**PASSAGE PROVIDED**:

------------------------------------

A chill went down my spine in 2020 when I realized what I’d been participating in for the four years Trump was in power. I didn’t go along with all of it. I defended Melania Trump when Twitter slut-shamed her. I defended Sarah Huckabee Sanders when the Good People of the Left mocked her makeup. But I went along with enough that, at some point, I overdosed on hate.
I always thought we were the good guys and that we didn’t engage in bullying, harassment, abuse, and dehumanizing. Don’t the lawn signs count for anything? Hate has no harbor here? No human being is illegal? Practice kindness?
I was the kind of person who woke up with NPR and spent the afternoon with Terry Gross and Fresh Air, then All Things Considered in the afternoon. I read the New York Times at least once a day. It made me feel smart and well-informed.
I hadn’t been involved in politics much before the 2016 election. That was when I started watching MSNBC. Rachel Maddow was the North Star for the Democratic base, older unmarried women like me, the Oprah generation, who had been living our best lives for decades. All that was missing was our first female president, which we were supposed to get in 2016.
Well, hell hath no fury like a Hillary Clinton voter scorned. I shared in the upset, the rage, the trauma, the sadness. I couldn’t believe we’d come so far only to see it all crash and burn, especially with the Trump win - the man who tormented us for an entire year with mean tweets and bullying taunts at his rallies.
Rachel Maddow was the salve to our wounds. She gave us the real story on Trump, the Russian stooge who had been co-opted by Vladimir Putin and was now in the White House. Every night, it was another sordid tale of dossiers, prostitutes, golden showers, and spies.
It was all so lurid, and we were so newly puritanical. We hadn’t lost our minds with Me Too yet, but suddenly, we were very offended by womanizing men who did very bad things while they were married, I mean, except Bill Clinton of course.
Maddow didn’t pull from the usual headlines. She always had a deeper take, an opening monologue that was fascinating. We were all hooked, watching our Trump show every night. It was unpredictable. It was dramatic. It was impossible to look away.

------------------------------------

**PROBLEM SET**:
**1.** In the essay about watching Rachel Maddow, list every behavior the author once believed "the good guys" did not engage in.
**2.** Reproduce the portion of the essay about watching Rachel Maddow that opens with the words containing "Rachel Maddow was the salve" and closes with "showers, and spies.".
The data are not needed to complete the tasks.

**SOURCE EXCERPT**:
------------------------------------

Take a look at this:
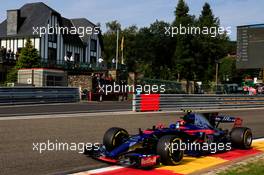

------------------------------------

**WORKED SOLUTIONS**:
**1.**
- Bullying
- Harassment
- Abuse
- Dehumanizing

**2.**
Rachel Maddow was the salve to our wounds. She gave us the real story on Trump, the Russian stooge who had been co-opted by Vladimir Putin and was now in the White House. Every night, it was another sordid tale of dossiers, prostitutes, golden showers, and spies.